| Photo-based referring expression data |

=== Section Start ===

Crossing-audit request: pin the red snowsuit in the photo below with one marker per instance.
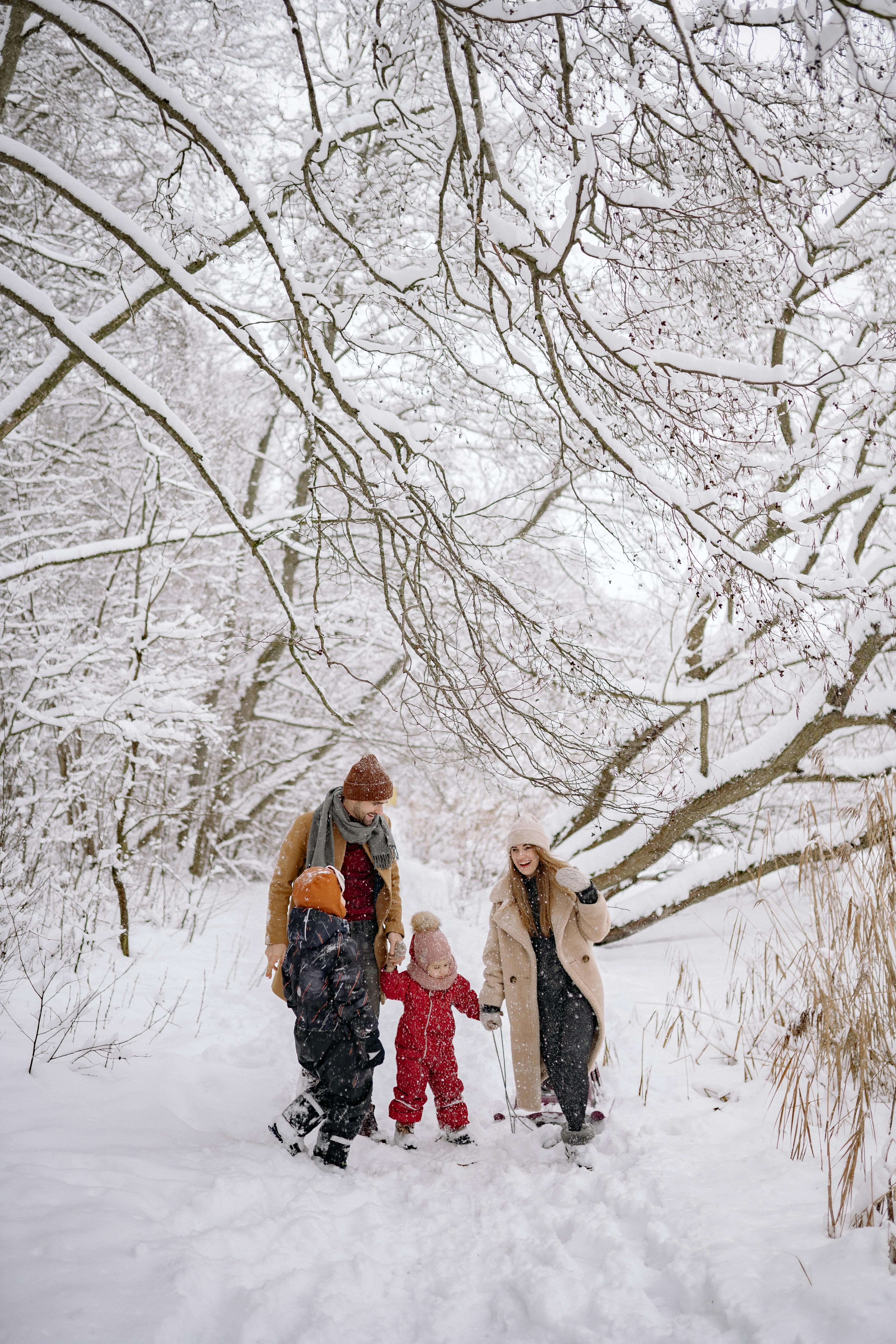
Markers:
(425, 1049)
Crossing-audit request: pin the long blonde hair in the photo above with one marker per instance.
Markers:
(549, 866)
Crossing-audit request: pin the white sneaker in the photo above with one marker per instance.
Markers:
(581, 1155)
(461, 1138)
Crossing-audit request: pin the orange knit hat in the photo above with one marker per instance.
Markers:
(367, 782)
(320, 889)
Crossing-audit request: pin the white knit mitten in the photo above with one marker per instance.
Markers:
(400, 952)
(573, 880)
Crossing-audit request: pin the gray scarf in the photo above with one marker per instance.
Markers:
(378, 837)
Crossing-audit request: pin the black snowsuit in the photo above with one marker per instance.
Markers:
(336, 1033)
(566, 1018)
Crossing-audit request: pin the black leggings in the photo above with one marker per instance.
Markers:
(365, 933)
(567, 1026)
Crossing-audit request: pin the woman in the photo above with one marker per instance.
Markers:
(539, 958)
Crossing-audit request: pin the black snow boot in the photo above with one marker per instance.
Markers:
(332, 1151)
(299, 1119)
(370, 1130)
(577, 1144)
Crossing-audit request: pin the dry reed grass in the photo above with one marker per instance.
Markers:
(815, 1009)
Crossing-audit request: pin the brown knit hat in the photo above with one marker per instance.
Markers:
(367, 782)
(320, 889)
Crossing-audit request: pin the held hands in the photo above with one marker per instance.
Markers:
(396, 952)
(573, 880)
(275, 952)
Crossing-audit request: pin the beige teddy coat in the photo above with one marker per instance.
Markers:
(511, 975)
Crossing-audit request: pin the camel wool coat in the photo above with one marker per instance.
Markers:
(291, 862)
(511, 975)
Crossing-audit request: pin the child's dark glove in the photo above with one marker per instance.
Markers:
(375, 1053)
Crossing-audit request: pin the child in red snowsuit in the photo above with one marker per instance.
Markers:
(425, 1040)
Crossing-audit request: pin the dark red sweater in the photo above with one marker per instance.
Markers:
(361, 884)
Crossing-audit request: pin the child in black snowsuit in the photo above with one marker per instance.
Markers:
(336, 1033)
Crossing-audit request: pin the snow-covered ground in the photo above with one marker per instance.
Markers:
(147, 1204)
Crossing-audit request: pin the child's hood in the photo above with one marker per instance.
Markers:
(312, 929)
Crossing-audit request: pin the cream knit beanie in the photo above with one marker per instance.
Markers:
(527, 831)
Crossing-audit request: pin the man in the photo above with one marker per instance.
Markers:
(351, 833)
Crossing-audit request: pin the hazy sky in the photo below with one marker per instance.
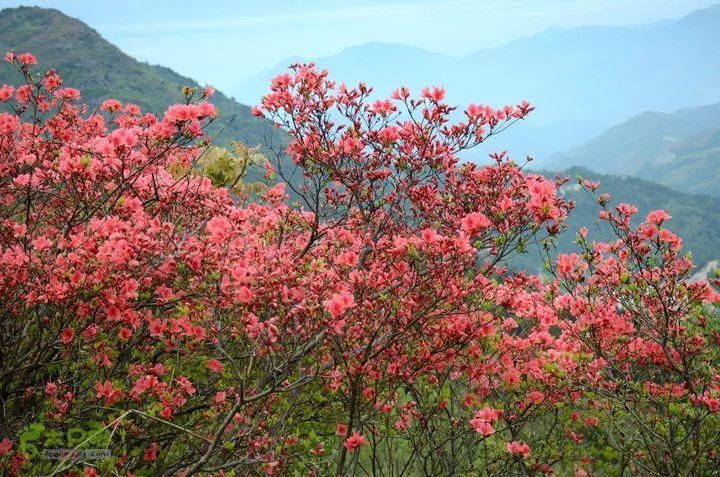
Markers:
(224, 41)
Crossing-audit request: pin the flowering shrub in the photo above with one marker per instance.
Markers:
(370, 327)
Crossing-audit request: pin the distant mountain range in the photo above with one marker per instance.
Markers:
(100, 70)
(680, 150)
(696, 218)
(582, 80)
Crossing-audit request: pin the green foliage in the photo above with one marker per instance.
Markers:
(694, 217)
(100, 70)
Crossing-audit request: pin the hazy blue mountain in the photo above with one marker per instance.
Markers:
(680, 150)
(696, 218)
(588, 76)
(100, 70)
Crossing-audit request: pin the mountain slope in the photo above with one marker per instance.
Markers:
(100, 70)
(680, 150)
(589, 76)
(695, 218)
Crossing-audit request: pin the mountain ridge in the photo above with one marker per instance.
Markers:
(74, 49)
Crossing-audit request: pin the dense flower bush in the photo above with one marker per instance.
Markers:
(368, 326)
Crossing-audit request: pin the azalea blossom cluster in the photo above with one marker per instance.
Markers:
(369, 325)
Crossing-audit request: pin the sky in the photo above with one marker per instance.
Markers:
(223, 42)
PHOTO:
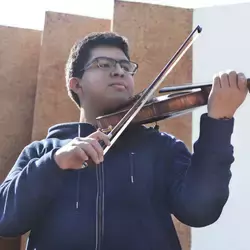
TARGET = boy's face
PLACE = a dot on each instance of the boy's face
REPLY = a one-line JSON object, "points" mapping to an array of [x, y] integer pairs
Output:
{"points": [[106, 85]]}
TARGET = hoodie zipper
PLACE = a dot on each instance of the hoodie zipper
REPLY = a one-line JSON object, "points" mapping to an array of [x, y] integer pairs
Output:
{"points": [[99, 200], [132, 166], [99, 205]]}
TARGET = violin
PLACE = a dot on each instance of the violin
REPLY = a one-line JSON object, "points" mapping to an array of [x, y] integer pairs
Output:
{"points": [[163, 107]]}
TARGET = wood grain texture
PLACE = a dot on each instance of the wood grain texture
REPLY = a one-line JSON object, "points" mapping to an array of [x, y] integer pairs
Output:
{"points": [[19, 57], [52, 104]]}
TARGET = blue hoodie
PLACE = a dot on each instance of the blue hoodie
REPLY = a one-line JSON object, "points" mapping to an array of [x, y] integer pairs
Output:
{"points": [[149, 175]]}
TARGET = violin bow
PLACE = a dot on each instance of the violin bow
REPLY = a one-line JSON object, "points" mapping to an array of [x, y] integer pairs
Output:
{"points": [[129, 116]]}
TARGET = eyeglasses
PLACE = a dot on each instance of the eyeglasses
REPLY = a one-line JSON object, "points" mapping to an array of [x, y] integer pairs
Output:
{"points": [[107, 63]]}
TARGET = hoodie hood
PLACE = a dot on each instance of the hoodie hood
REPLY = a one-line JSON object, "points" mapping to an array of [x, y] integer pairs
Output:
{"points": [[70, 130]]}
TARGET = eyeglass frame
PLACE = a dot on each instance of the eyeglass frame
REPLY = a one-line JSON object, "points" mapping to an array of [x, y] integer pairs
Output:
{"points": [[88, 65]]}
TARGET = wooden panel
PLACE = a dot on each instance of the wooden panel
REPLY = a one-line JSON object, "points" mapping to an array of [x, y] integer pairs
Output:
{"points": [[19, 57], [52, 102], [155, 33]]}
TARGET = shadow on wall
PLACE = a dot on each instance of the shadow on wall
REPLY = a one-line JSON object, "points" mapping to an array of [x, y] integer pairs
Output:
{"points": [[32, 84]]}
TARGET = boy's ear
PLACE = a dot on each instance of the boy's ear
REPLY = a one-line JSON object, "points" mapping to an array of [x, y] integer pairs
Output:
{"points": [[74, 84]]}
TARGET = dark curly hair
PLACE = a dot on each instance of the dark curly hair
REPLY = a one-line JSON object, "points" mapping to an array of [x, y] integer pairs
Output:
{"points": [[80, 53]]}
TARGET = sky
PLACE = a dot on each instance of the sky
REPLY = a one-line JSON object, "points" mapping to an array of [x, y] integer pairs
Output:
{"points": [[30, 13]]}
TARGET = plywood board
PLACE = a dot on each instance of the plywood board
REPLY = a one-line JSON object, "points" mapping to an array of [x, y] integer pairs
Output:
{"points": [[19, 57], [52, 102]]}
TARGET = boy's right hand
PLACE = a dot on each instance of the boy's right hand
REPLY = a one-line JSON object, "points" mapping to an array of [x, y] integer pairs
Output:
{"points": [[79, 150]]}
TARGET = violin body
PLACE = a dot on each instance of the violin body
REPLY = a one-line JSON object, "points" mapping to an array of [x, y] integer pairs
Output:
{"points": [[158, 108]]}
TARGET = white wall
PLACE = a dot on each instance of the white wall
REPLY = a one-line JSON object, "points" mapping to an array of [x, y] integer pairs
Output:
{"points": [[225, 44]]}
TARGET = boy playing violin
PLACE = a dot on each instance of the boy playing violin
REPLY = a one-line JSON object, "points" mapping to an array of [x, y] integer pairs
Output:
{"points": [[149, 175]]}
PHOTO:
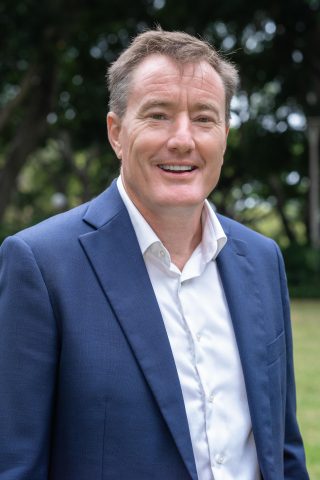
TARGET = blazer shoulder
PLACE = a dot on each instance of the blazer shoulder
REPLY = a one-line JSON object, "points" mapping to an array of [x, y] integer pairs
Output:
{"points": [[246, 234]]}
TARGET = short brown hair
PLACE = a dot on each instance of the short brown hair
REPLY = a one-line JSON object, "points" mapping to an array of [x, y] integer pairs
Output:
{"points": [[181, 47]]}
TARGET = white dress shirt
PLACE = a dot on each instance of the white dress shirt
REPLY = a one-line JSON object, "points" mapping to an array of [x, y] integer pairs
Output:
{"points": [[201, 336]]}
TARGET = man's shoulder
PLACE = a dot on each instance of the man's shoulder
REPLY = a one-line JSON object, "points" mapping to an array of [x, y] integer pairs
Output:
{"points": [[68, 226]]}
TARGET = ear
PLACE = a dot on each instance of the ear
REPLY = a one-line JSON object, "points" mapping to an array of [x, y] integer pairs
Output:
{"points": [[114, 128], [227, 133]]}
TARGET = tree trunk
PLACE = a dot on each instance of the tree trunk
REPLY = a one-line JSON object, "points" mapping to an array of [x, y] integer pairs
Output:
{"points": [[277, 190], [30, 132]]}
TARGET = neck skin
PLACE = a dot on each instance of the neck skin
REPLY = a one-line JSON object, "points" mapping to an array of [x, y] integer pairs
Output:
{"points": [[179, 229], [180, 232]]}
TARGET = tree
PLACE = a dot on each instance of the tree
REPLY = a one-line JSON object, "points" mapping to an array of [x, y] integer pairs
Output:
{"points": [[53, 98]]}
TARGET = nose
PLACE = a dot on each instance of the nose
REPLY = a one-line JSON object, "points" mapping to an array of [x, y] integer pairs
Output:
{"points": [[181, 138]]}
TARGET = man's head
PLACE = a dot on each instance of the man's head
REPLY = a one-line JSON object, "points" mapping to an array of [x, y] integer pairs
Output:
{"points": [[180, 47], [168, 121]]}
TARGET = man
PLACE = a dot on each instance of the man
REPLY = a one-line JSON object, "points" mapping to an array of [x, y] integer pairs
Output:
{"points": [[142, 336]]}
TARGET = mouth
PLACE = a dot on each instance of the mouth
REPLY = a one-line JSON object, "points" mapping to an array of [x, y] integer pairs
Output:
{"points": [[177, 168]]}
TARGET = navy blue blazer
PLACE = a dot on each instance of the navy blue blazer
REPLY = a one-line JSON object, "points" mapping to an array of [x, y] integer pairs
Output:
{"points": [[88, 384]]}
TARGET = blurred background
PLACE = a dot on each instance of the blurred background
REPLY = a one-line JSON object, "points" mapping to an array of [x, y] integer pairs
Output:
{"points": [[54, 152]]}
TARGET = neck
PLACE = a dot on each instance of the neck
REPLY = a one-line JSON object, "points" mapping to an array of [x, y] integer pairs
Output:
{"points": [[179, 231]]}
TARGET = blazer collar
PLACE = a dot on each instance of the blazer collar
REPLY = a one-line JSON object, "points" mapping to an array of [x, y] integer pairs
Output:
{"points": [[113, 251]]}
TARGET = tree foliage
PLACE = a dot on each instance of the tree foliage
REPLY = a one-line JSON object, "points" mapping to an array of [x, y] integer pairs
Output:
{"points": [[53, 148]]}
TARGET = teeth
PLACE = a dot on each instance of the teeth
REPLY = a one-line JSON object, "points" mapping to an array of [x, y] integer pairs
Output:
{"points": [[176, 168]]}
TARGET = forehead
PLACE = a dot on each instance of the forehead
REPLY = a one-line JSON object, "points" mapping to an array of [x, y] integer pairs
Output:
{"points": [[161, 73]]}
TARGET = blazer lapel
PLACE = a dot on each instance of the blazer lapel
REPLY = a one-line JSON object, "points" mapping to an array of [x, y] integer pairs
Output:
{"points": [[246, 309], [114, 254]]}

=== Section End ===

| What is expected |
From the records above, transcribe without alteration every line from the one with "PLACE = a dot on each instance of the boy's ear" to the one with "TARGET = sky", inclusive.

| Task response |
PLACE = a dot on each instance of the boy's ear
REPLY = a one-line JSON object, "points" mapping to an array of [x, y] integer pairs
Output:
{"points": [[74, 84]]}
TARGET = dark curly hair
PLACE = a dot on each instance of the dark curly hair
REPLY = a one-line JSON object, "points" mapping to an array of [x, y] integer pairs
Output:
{"points": [[80, 53]]}
TARGET = sky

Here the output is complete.